## What you are asked to do
Continue the passage on OSHA and workplace safety in Texas, starting right after its last sentence.
===== Exercise passage =====
Thanks to The Occupational Safety and Health Act of 1970 (OSH Act), you have a right to a safe and healthful workplace. The federal government subsequently established the Occupational Safety and Health Administration (OSHA). This act and organization paved the way for laws that make your employer liable for your safety while at work and take steps to ensure you’re not at risk from severe or fatal injuries.
Under OSHA, aside from the right to a safe workplace, you’re also granted occupational health and safety employee rights. This means you have the right to participate in an OSHA training program, acquire information, and access assistance so that you can conduct your tasks safely.
This article will help you understand OSHA Texas regulations and how to avoid OSHA unsafe working conditions.
The OSH Act was first drafted in 1970 under President Nixon. Its intention was to create the minimum standard for what constitutes a safe and healthful workplace. In conjunction with the OSHA, the National Institute for Occupational Safety and Health (NOSH) was tasked with the research involved in creating the guidelines based on research and scientific data to aid in work-related injury prevention. While each state is under the jurisdiction of these federal guidelines, states can adopt an OSHA-approved agency to supplement enforcement. The agency needs to maintain an as strict as, if not more stringent policy, than the one outlined by OSHA.
OSHA in Texas
Texas workplace safety also falls under the strict guidelines of OSHA. However, unlike other states who have partially or fully taken over their own workplace safety programs, Texas has not established its own agency. This means that Texas OSHA laws are set at the federal level.
While the Lone Star State hasn’t adopted a “state-plan” to supersede OSHA, Texas has established stricter guidelines for public operations and farmers (and their employees) concerning hazard communication requirements.
===== Data listing =====
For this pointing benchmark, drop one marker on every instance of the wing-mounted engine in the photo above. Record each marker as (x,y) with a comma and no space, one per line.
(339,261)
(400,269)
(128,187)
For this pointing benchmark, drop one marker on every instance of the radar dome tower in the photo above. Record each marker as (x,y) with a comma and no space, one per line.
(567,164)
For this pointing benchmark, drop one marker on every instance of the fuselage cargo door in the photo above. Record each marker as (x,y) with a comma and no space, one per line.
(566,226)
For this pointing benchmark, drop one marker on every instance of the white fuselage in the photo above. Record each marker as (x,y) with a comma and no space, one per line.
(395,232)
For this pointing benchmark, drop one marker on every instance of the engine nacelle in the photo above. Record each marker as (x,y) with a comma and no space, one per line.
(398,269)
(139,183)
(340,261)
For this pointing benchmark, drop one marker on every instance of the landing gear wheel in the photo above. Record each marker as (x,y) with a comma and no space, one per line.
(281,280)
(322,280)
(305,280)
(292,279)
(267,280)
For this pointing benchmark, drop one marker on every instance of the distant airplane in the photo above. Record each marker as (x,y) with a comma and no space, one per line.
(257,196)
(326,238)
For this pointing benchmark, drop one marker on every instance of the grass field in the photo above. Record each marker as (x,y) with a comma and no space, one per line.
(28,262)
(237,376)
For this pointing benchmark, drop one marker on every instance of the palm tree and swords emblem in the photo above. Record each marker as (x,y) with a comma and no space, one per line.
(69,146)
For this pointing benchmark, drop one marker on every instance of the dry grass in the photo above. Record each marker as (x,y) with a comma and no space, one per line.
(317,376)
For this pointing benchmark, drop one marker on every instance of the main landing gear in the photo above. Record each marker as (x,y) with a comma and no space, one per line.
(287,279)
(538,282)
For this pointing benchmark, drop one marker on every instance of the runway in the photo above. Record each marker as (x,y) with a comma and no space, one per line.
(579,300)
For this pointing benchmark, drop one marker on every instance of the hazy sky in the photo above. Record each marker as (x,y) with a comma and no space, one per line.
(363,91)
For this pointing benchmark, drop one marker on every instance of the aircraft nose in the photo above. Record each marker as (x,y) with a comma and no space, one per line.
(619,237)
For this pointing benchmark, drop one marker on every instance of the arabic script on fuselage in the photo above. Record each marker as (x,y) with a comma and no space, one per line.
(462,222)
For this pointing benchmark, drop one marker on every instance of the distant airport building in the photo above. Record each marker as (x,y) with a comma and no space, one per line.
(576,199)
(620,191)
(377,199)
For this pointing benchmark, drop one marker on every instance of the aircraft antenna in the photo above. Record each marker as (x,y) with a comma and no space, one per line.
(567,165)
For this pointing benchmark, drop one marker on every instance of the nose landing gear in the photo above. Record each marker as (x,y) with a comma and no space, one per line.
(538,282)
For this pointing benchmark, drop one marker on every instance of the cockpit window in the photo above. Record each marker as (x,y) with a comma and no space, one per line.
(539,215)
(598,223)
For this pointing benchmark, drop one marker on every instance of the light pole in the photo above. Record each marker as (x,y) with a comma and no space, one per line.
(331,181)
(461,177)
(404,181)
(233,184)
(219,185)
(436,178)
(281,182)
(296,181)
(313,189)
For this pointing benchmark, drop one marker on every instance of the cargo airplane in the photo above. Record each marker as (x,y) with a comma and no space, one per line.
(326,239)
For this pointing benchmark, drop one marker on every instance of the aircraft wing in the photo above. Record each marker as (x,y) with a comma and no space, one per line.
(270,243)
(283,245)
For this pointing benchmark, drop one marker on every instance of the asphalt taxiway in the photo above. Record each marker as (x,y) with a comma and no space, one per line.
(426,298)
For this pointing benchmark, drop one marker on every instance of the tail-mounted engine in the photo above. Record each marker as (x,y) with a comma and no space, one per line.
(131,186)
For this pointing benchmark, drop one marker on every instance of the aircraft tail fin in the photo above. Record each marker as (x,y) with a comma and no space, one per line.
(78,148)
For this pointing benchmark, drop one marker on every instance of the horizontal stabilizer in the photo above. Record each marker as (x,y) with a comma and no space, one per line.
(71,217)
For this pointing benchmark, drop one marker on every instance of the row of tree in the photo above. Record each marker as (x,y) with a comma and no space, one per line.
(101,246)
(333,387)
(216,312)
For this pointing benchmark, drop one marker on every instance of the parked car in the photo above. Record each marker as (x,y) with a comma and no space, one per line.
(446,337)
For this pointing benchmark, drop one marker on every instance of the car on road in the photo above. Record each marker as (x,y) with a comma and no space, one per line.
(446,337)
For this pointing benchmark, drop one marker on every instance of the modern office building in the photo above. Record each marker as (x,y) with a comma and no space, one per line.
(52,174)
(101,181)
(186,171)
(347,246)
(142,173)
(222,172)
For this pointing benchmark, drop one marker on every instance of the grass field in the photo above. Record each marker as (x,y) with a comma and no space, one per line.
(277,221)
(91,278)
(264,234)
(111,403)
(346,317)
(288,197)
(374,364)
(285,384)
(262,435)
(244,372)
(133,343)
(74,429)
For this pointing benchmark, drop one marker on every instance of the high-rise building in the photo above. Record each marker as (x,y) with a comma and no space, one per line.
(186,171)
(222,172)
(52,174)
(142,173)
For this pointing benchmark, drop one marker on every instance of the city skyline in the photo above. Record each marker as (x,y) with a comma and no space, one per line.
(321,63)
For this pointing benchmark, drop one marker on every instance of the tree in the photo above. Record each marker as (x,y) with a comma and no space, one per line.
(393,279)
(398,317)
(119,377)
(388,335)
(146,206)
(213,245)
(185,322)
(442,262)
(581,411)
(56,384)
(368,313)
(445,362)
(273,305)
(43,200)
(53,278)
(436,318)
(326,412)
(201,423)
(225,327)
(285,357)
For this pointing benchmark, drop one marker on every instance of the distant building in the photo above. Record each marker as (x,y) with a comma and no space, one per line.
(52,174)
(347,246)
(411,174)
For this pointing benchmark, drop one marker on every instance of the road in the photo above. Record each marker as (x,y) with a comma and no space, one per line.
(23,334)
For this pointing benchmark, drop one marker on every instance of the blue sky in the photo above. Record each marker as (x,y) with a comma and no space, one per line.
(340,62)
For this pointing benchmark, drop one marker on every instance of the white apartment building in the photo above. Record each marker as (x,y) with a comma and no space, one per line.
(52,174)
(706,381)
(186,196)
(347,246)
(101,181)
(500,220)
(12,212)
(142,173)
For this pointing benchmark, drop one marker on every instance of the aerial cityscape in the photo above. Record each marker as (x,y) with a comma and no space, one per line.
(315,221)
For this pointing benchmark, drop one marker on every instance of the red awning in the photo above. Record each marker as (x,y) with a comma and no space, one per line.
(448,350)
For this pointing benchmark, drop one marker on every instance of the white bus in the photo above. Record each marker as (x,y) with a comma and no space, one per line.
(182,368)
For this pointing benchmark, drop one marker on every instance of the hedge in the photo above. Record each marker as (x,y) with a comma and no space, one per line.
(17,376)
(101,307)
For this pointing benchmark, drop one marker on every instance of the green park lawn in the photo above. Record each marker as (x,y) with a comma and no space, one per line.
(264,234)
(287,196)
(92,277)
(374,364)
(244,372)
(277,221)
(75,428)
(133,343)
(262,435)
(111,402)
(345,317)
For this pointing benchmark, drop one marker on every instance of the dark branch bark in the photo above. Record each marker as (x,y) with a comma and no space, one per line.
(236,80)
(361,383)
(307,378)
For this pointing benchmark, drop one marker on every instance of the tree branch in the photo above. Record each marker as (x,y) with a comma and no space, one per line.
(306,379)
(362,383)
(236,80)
=====
## Output of the exercise
In some instances, employees are tasked to operate within a high-hazard workplace as well as being insured with regards to workers’ compensation standards and must receive OSHA training. Texas insurance companies also require the employee to formulate an accident prevention plan (APP).
Workers Rights and Coverage
At the core of the OSH Act is the right for workers to perform their duties within a safe and healthful workplace. In order to ensure workers can maintain these safety standards, certain rights have been extended to them. The right to a workplace free of known potential hazards includes being able to:
- Generate and file a report to OSHA Texas, have the premise inspected for any negligence, attend the inspection, and report any coercion from the employers regarding OSHA.
- Access safety information and training when handling hazards, addressing issues, and knowledge concerning addressing injuries.
- Access training in language and manner that is understandable.
- Have access to information about work-related injuries that have happened within the premises of the workplace.
- Have access to any personal medical records, test results, or documentation relating to measurements of potential hazards within the workplace.
Requirements and Safety
The OSH Act has laid out several requirements and safety guidelines that must be followed. Otherwise, a company can be subjected to hefty fines and penalties. Certain conditions can be contingent on the work environment, such as how to address battery fluid spills or the need for additional safety equipment such as eye washing stations. However, there are universal standards that must be met, including:
- Providing employees access and prerequisite knowledge to use and maintain their tools and equipment.
- The use of color codes and proper signage to identify potential dangers.
- Consistently informing the employees of any update relating to changes in procedures and how to adapt to any changes regarding the safety and health requirements.
- Publicly posting, within a well-trafficked area in the workplace, the OSHA poster which informs employees of their rights and responsibilities.
- Reporting to the local OSHA office any workplace fatalities within eight hours of the incident.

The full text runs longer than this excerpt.